Start of Extracted entries

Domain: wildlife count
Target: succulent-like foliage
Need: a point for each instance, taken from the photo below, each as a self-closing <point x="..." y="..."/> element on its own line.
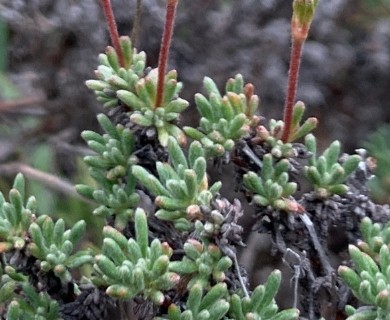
<point x="212" y="305"/>
<point x="112" y="77"/>
<point x="181" y="183"/>
<point x="132" y="267"/>
<point x="260" y="305"/>
<point x="220" y="224"/>
<point x="272" y="137"/>
<point x="146" y="113"/>
<point x="111" y="168"/>
<point x="202" y="261"/>
<point x="326" y="173"/>
<point x="272" y="188"/>
<point x="370" y="278"/>
<point x="224" y="119"/>
<point x="137" y="89"/>
<point x="54" y="246"/>
<point x="22" y="299"/>
<point x="15" y="217"/>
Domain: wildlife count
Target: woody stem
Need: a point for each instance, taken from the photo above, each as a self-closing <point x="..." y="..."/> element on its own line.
<point x="164" y="49"/>
<point x="112" y="28"/>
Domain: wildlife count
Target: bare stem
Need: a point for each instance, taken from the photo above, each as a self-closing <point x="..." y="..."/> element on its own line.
<point x="164" y="49"/>
<point x="112" y="28"/>
<point x="293" y="74"/>
<point x="51" y="181"/>
<point x="136" y="23"/>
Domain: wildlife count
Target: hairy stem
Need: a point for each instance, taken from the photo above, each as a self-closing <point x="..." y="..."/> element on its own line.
<point x="164" y="49"/>
<point x="53" y="182"/>
<point x="293" y="74"/>
<point x="112" y="28"/>
<point x="136" y="23"/>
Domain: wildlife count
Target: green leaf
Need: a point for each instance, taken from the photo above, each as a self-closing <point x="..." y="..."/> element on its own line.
<point x="211" y="87"/>
<point x="149" y="181"/>
<point x="194" y="298"/>
<point x="141" y="231"/>
<point x="176" y="154"/>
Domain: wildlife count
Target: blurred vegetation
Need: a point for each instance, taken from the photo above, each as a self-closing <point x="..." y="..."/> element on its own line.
<point x="378" y="146"/>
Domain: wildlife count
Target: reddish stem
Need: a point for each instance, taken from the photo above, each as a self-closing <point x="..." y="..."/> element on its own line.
<point x="112" y="28"/>
<point x="164" y="49"/>
<point x="299" y="34"/>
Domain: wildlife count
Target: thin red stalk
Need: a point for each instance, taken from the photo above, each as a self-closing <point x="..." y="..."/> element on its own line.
<point x="112" y="28"/>
<point x="164" y="49"/>
<point x="299" y="34"/>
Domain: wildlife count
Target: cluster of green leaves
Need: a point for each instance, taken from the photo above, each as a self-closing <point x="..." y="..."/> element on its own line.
<point x="216" y="303"/>
<point x="113" y="77"/>
<point x="272" y="188"/>
<point x="15" y="217"/>
<point x="261" y="305"/>
<point x="203" y="262"/>
<point x="272" y="136"/>
<point x="202" y="306"/>
<point x="111" y="168"/>
<point x="22" y="299"/>
<point x="224" y="119"/>
<point x="136" y="88"/>
<point x="369" y="280"/>
<point x="181" y="183"/>
<point x="53" y="246"/>
<point x="325" y="173"/>
<point x="145" y="111"/>
<point x="130" y="267"/>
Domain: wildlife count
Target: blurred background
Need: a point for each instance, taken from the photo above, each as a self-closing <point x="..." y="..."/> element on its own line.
<point x="49" y="48"/>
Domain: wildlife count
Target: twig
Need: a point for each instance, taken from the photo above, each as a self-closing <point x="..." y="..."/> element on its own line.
<point x="56" y="183"/>
<point x="112" y="28"/>
<point x="240" y="276"/>
<point x="317" y="245"/>
<point x="164" y="49"/>
<point x="136" y="23"/>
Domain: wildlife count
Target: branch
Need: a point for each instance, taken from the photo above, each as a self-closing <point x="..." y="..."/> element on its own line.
<point x="51" y="181"/>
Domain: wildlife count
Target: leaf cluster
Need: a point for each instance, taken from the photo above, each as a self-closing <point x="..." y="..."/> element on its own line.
<point x="326" y="173"/>
<point x="130" y="267"/>
<point x="53" y="246"/>
<point x="111" y="168"/>
<point x="203" y="262"/>
<point x="15" y="217"/>
<point x="180" y="184"/>
<point x="224" y="119"/>
<point x="272" y="188"/>
<point x="261" y="304"/>
<point x="369" y="279"/>
<point x="136" y="88"/>
<point x="22" y="299"/>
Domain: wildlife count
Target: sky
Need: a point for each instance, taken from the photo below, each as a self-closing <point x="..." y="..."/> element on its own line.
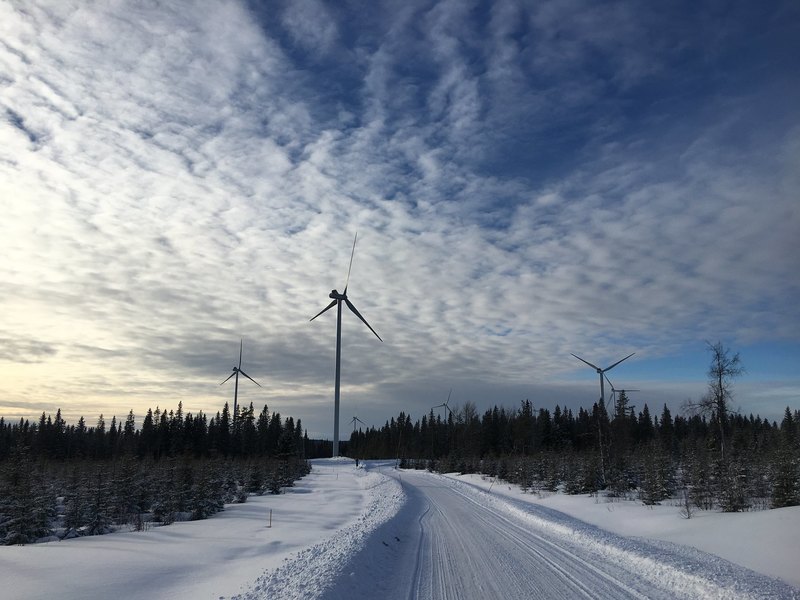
<point x="527" y="180"/>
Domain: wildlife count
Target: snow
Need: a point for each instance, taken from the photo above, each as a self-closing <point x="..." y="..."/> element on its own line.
<point x="221" y="556"/>
<point x="344" y="532"/>
<point x="766" y="541"/>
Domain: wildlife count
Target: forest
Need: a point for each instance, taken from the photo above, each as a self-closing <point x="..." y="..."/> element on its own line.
<point x="709" y="457"/>
<point x="60" y="481"/>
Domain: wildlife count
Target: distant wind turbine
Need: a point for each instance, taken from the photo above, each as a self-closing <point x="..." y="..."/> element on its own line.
<point x="236" y="371"/>
<point x="337" y="301"/>
<point x="445" y="404"/>
<point x="602" y="372"/>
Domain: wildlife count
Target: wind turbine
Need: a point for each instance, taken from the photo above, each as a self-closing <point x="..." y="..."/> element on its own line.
<point x="602" y="372"/>
<point x="337" y="300"/>
<point x="236" y="371"/>
<point x="445" y="404"/>
<point x="354" y="420"/>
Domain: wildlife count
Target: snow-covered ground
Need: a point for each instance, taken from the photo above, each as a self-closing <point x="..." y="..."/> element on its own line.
<point x="766" y="541"/>
<point x="324" y="516"/>
<point x="344" y="532"/>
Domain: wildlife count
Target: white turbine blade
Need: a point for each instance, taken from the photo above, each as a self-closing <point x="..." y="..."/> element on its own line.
<point x="352" y="253"/>
<point x="250" y="378"/>
<point x="358" y="314"/>
<point x="331" y="305"/>
<point x="616" y="363"/>
<point x="609" y="382"/>
<point x="586" y="361"/>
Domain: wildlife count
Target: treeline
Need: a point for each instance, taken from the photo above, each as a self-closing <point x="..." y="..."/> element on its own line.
<point x="162" y="434"/>
<point x="61" y="481"/>
<point x="629" y="454"/>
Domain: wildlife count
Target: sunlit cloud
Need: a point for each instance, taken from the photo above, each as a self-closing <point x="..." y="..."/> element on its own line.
<point x="526" y="183"/>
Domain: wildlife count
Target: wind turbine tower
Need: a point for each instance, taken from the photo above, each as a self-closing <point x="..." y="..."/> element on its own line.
<point x="337" y="300"/>
<point x="602" y="372"/>
<point x="236" y="371"/>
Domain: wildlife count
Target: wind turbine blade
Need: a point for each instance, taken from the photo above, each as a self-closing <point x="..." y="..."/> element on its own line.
<point x="250" y="378"/>
<point x="609" y="383"/>
<point x="352" y="253"/>
<point x="586" y="361"/>
<point x="331" y="305"/>
<point x="358" y="314"/>
<point x="619" y="361"/>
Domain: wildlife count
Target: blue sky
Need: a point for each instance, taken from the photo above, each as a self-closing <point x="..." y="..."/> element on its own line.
<point x="527" y="179"/>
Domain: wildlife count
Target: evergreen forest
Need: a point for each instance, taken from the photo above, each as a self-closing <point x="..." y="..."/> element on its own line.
<point x="59" y="481"/>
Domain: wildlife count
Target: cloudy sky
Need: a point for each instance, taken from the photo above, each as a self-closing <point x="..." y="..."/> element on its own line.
<point x="528" y="179"/>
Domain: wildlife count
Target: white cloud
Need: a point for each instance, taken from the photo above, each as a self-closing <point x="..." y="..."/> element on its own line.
<point x="165" y="195"/>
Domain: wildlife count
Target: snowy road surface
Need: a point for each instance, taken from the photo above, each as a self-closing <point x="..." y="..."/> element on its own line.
<point x="451" y="540"/>
<point x="379" y="533"/>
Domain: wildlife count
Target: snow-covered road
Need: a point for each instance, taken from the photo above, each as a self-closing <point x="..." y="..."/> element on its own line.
<point x="451" y="540"/>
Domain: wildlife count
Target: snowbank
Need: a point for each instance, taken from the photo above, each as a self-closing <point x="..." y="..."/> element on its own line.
<point x="767" y="542"/>
<point x="222" y="556"/>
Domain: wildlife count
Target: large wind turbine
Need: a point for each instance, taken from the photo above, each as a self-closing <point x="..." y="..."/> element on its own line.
<point x="602" y="372"/>
<point x="337" y="300"/>
<point x="236" y="371"/>
<point x="445" y="404"/>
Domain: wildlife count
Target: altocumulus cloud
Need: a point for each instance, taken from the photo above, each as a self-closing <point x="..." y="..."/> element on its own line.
<point x="526" y="180"/>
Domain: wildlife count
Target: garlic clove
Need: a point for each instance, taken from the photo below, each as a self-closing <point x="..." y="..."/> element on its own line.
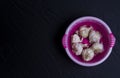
<point x="84" y="31"/>
<point x="97" y="47"/>
<point x="77" y="48"/>
<point x="94" y="36"/>
<point x="87" y="54"/>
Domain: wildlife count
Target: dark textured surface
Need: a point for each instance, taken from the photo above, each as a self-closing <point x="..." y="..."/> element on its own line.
<point x="31" y="32"/>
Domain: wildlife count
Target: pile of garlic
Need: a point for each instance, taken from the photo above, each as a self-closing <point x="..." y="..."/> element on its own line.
<point x="86" y="51"/>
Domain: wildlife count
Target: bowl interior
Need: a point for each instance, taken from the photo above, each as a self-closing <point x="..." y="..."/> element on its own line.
<point x="97" y="26"/>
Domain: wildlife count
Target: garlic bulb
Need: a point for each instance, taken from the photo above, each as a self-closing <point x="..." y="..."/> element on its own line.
<point x="77" y="48"/>
<point x="94" y="36"/>
<point x="84" y="31"/>
<point x="87" y="54"/>
<point x="75" y="39"/>
<point x="97" y="47"/>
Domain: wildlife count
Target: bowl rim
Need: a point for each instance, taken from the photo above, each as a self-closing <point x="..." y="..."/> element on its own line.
<point x="67" y="50"/>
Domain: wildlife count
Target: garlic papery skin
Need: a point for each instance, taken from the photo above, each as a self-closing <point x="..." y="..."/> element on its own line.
<point x="94" y="36"/>
<point x="87" y="54"/>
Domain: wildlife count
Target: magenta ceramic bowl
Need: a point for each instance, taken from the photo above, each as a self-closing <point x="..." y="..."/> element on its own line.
<point x="108" y="40"/>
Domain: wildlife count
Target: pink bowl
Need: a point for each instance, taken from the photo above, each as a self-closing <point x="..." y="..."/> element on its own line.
<point x="108" y="40"/>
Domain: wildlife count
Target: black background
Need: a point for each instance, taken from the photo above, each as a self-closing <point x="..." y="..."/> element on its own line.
<point x="31" y="32"/>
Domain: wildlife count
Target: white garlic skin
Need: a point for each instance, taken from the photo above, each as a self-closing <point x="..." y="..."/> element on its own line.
<point x="94" y="36"/>
<point x="77" y="48"/>
<point x="75" y="39"/>
<point x="97" y="47"/>
<point x="87" y="54"/>
<point x="84" y="31"/>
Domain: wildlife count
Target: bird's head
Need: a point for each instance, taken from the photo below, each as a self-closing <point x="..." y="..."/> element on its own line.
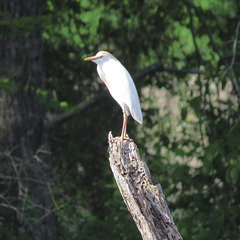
<point x="101" y="57"/>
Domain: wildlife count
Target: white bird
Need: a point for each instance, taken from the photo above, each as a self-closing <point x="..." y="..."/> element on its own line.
<point x="120" y="85"/>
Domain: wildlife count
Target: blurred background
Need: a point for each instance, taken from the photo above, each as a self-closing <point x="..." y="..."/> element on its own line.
<point x="55" y="179"/>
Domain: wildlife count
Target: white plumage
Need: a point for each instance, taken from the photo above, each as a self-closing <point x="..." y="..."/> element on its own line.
<point x="120" y="85"/>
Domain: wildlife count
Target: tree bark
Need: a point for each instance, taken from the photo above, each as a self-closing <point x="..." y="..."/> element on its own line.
<point x="25" y="173"/>
<point x="145" y="201"/>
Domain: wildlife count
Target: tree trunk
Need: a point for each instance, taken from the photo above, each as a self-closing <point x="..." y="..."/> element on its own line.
<point x="25" y="173"/>
<point x="145" y="201"/>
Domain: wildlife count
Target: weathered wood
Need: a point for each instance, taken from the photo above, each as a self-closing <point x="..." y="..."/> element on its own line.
<point x="145" y="201"/>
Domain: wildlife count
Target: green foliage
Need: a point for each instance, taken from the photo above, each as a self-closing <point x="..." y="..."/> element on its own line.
<point x="191" y="130"/>
<point x="190" y="136"/>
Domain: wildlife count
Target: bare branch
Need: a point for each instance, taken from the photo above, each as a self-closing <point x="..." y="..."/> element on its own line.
<point x="144" y="200"/>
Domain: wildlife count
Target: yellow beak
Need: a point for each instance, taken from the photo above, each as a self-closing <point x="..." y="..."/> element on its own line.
<point x="91" y="58"/>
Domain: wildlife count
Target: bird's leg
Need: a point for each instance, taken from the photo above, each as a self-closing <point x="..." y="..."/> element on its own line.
<point x="124" y="127"/>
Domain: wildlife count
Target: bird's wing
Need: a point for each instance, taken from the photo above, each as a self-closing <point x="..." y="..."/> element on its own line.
<point x="122" y="88"/>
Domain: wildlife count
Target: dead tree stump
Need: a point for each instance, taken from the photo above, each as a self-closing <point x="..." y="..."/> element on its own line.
<point x="145" y="201"/>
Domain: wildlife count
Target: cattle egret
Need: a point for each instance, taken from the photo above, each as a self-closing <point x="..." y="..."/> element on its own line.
<point x="120" y="85"/>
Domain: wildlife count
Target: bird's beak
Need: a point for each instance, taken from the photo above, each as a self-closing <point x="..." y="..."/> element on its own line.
<point x="91" y="58"/>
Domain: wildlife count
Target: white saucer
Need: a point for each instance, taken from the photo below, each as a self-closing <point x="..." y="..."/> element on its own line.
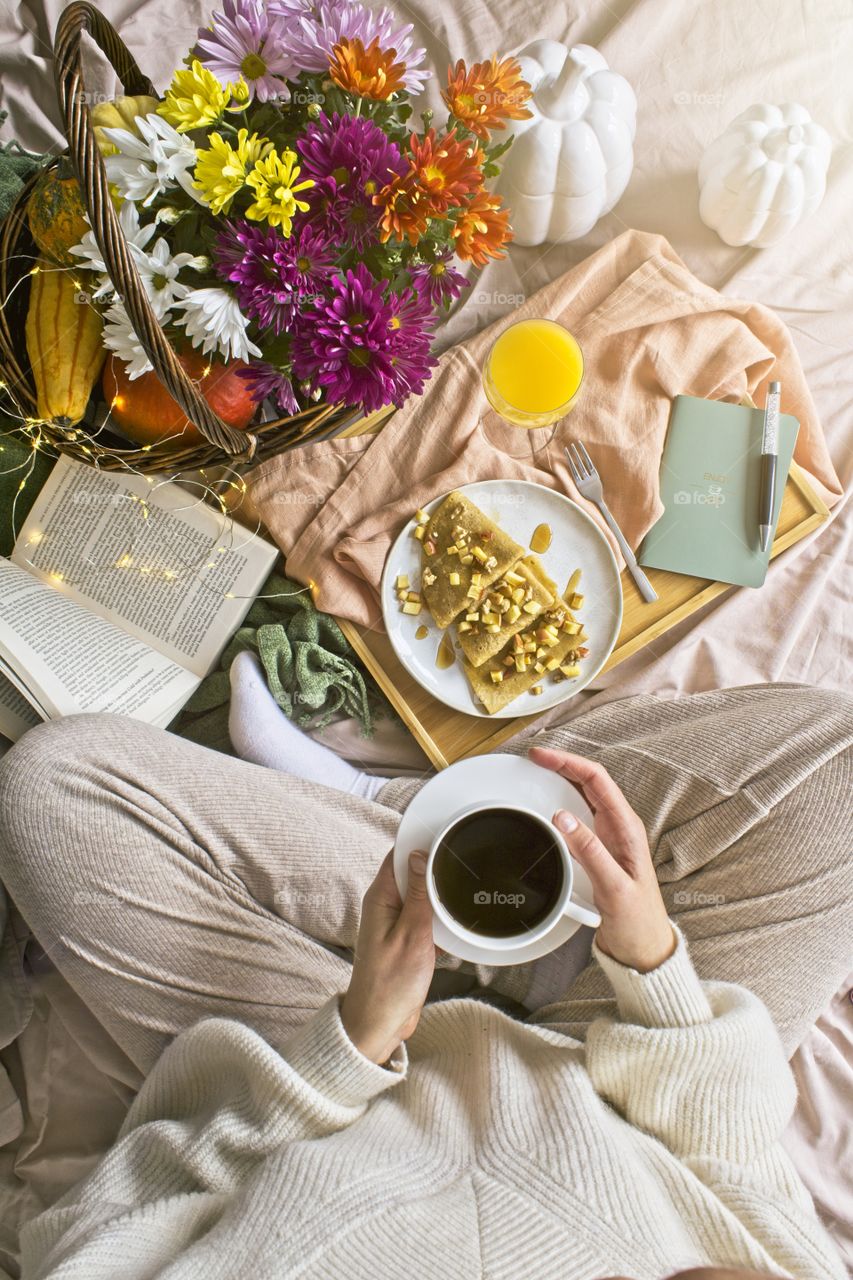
<point x="477" y="781"/>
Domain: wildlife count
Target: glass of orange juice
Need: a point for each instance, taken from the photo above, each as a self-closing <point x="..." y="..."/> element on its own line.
<point x="533" y="373"/>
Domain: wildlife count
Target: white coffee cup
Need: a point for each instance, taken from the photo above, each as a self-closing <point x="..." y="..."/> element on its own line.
<point x="564" y="905"/>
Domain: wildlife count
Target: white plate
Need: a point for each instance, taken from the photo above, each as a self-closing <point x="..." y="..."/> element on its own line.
<point x="478" y="781"/>
<point x="576" y="542"/>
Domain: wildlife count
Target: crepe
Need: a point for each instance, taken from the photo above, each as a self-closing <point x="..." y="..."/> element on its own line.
<point x="493" y="696"/>
<point x="496" y="551"/>
<point x="479" y="644"/>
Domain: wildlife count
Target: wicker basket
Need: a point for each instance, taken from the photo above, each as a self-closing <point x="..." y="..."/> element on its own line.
<point x="17" y="254"/>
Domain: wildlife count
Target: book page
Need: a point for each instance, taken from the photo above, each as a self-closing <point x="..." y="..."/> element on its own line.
<point x="74" y="661"/>
<point x="147" y="556"/>
<point x="16" y="712"/>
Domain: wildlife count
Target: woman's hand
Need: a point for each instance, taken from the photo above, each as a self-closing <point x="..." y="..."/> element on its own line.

End of Extracted entries

Exercise prompt: List every line of the data above that contains the string "bare", copying each such line in full. Case counts when matching.

Result for this exercise:
Target: bare stem
Target: bare branch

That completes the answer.